GOAL OF THE EXERCISE » Extract the lines of the material below, unchanged, beginning at the line that contains "Show where the circular" and continuing through the end of the material. Leave the pictures out of your answer.

Items from a data source
◇ ◇ ◇ ◇ ◇

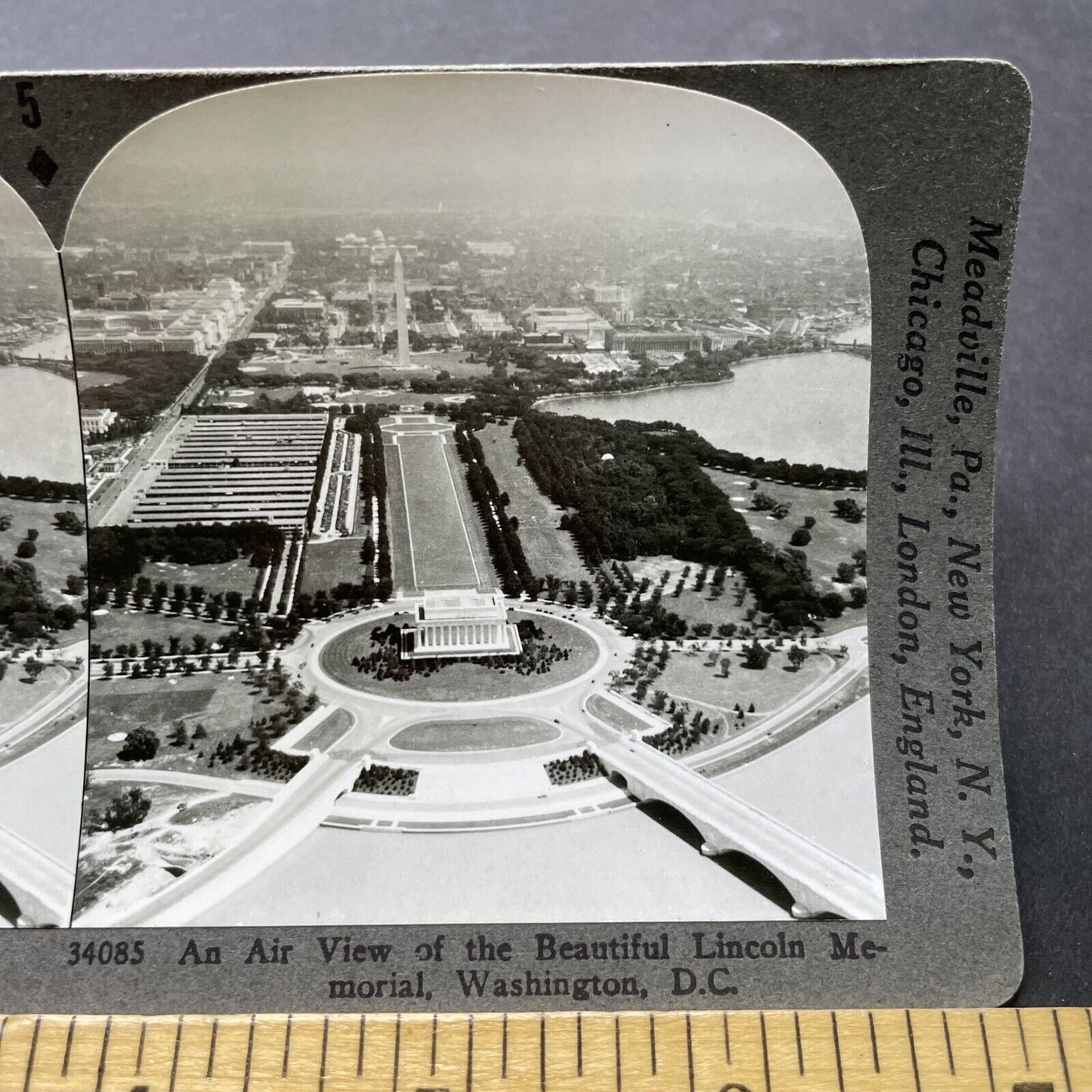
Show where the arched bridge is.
[586,695,886,920]
[0,827,76,926]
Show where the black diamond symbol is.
[26,144,58,186]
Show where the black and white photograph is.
[0,181,88,926]
[68,72,886,927]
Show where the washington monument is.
[394,250,410,368]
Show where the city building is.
[70,277,247,356]
[273,296,326,322]
[129,414,329,528]
[607,329,702,353]
[522,307,614,348]
[79,410,118,437]
[401,591,523,660]
[463,308,515,338]
[466,239,515,258]
[394,250,410,368]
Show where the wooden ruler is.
[0,1009,1092,1092]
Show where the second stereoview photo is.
[62,73,884,926]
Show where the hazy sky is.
[76,73,855,226]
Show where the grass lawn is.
[299,538,365,595]
[321,611,599,701]
[383,436,497,591]
[91,607,235,650]
[88,673,266,776]
[391,716,561,751]
[292,709,353,751]
[645,650,834,713]
[74,782,260,915]
[477,425,591,584]
[705,469,867,594]
[623,556,754,633]
[0,665,72,727]
[0,497,88,607]
[79,368,127,390]
[141,557,260,599]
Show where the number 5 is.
[15,79,42,129]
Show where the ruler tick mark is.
[940,1010,955,1077]
[95,1016,113,1092]
[391,1013,402,1092]
[61,1016,76,1077]
[577,1013,584,1077]
[904,1009,922,1092]
[243,1016,255,1092]
[206,1019,219,1081]
[319,1016,329,1092]
[685,1013,694,1092]
[979,1013,997,1092]
[23,1016,42,1092]
[428,1013,438,1077]
[466,1013,474,1092]
[280,1013,292,1080]
[758,1013,770,1092]
[793,1013,804,1077]
[133,1020,147,1077]
[356,1014,367,1079]
[1016,1009,1031,1069]
[830,1011,845,1092]
[1052,1009,1073,1092]
[169,1016,182,1092]
[615,1016,621,1092]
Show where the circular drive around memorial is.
[388,716,561,753]
[319,611,601,702]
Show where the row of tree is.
[0,474,88,500]
[513,412,845,636]
[456,425,538,596]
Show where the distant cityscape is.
[4,76,884,926]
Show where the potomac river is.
[538,351,869,469]
[0,365,83,481]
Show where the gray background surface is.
[0,0,1092,1004]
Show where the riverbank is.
[531,344,854,410]
[534,349,871,472]
[0,357,76,382]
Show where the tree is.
[54,509,84,535]
[118,729,159,763]
[744,638,770,672]
[834,497,865,523]
[101,788,152,830]
[788,645,808,672]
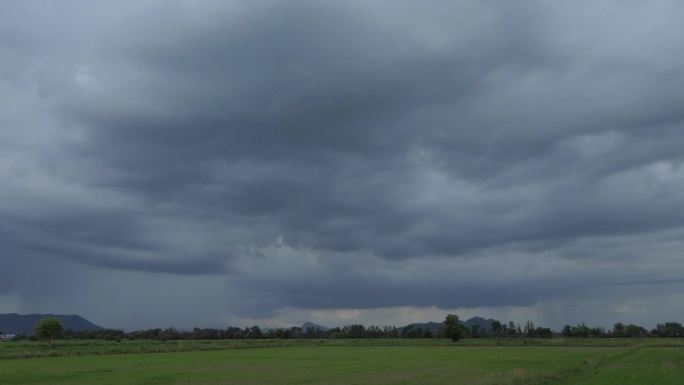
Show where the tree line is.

◇ ◇ ◇ ◇ ◇

TASK SOLUTION »
Show where the circular drive around memorial is.
[388,716,561,753]
[319,611,601,702]
Show where the row of tree is.
[0,474,88,500]
[513,412,845,636]
[456,425,538,596]
Show where the distant cityscape is.
[4,76,884,926]
Show where the potomac river is.
[538,351,869,469]
[0,365,83,481]
Show where the gray background surface is.
[0,0,1092,1004]
Show where the riverbank is.
[531,344,854,410]
[534,349,871,472]
[0,357,76,382]
Show where the tree is.
[54,509,84,535]
[118,729,159,763]
[744,638,770,672]
[834,497,865,523]
[101,788,152,830]
[788,645,808,672]
Show where the tree line is.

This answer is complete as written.